Exercise input:

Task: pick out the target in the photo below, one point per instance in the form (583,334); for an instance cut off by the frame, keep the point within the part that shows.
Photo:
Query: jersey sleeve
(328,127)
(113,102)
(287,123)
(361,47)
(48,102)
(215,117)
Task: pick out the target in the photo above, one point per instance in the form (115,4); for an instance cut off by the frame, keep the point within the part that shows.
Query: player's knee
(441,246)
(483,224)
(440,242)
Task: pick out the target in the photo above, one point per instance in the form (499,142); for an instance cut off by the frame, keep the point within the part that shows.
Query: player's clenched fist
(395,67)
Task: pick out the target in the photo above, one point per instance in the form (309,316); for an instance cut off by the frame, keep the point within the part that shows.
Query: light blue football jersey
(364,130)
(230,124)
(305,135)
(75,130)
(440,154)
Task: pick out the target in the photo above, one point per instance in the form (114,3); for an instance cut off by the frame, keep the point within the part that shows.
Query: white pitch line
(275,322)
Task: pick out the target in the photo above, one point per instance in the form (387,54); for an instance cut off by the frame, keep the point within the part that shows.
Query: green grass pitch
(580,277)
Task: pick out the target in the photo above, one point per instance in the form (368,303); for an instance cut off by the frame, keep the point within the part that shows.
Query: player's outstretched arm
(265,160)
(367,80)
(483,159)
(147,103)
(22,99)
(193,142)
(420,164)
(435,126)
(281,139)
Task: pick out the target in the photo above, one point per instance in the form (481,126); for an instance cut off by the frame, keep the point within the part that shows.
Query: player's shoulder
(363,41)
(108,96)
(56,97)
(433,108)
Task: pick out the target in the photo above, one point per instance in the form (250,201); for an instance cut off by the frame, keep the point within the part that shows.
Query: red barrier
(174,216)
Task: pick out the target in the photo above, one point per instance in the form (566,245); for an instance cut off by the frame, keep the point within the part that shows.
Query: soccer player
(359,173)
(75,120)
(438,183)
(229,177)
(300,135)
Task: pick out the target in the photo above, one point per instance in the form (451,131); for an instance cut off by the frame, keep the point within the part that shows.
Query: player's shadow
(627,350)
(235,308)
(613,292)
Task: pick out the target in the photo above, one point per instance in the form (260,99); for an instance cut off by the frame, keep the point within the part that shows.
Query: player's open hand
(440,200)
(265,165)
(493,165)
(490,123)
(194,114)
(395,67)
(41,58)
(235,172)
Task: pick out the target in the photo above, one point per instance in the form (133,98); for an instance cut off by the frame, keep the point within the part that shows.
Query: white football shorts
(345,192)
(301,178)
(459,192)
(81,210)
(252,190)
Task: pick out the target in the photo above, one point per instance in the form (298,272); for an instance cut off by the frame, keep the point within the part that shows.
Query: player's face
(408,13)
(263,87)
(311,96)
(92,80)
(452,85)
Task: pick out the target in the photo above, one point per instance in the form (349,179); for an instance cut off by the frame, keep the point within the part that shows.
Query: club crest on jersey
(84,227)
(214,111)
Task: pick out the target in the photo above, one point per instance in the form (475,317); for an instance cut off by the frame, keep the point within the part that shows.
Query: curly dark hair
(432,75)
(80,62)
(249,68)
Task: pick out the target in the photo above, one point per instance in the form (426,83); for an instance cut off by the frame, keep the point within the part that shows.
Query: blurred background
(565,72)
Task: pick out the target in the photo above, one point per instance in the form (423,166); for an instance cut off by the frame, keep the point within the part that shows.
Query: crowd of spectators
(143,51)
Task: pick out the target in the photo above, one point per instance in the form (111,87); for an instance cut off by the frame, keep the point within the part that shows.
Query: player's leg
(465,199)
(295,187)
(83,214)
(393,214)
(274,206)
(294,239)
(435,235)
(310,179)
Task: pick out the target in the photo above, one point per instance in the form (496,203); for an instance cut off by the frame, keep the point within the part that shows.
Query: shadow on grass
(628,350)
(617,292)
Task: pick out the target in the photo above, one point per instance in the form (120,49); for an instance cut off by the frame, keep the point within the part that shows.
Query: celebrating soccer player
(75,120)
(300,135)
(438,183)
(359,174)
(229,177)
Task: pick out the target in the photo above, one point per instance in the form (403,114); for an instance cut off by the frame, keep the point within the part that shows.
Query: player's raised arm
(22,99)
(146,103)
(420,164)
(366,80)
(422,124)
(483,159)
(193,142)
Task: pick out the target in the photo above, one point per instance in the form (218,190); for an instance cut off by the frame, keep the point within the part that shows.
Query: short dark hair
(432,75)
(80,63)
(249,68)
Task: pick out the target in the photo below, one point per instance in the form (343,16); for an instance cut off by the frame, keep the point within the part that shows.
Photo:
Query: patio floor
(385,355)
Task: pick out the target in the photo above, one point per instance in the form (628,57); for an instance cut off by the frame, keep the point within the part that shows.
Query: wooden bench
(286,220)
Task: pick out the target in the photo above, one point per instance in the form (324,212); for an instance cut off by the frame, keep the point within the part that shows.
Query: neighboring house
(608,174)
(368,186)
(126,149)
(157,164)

Try it: Word for word, restate the line that contains "the form (496,203);" and each line after it, up to and including the last line of the listing; include nothing else.

Solution to the exercise:
Task: pick out the target in the photo above, one point per instance in the form (496,203); for an instance cut off by the frame, keep the point within the part that shows.
Query: shadow on grass
(628,350)
(617,292)
Task: pick out the target in the photo above, one point per instance in the form (120,49); for an instance cut off by the frame, keep the point within the part that shows.
Query: celebrating soccer player
(75,120)
(300,135)
(438,183)
(359,174)
(229,177)
Task: pick out the target in the photo above, one point per instance in the form (403,114); for an instance cut off by the frame, keep the point within the part that shows.
Query: player's raised arm
(22,99)
(146,103)
(420,164)
(366,80)
(422,124)
(483,159)
(193,142)
Task: pick out the target in the photo above, one point per instance in the form (218,190); for an instance cut off by the frame, keep the point within the part that shows.
Query: short dark hair
(432,75)
(80,63)
(249,68)
Task: pick out the target in the photo below, one point per instance in the form (343,16); for an instance cut off by the frame, keep the point within the part that shows.
Photo:
Query: patio floor
(385,355)
Task: pick out the target in the photo above, one point per instance in the form (628,57); for an instance cut off by the frame, keep the point within the part that shows.
Query: wooden bench
(286,220)
Task: pick out the target in the photo above, one point per instance in the form (324,212); for an instance cut off by the frame, keep the point within the part that shows.
Query: neighboring house
(608,174)
(368,186)
(126,149)
(157,164)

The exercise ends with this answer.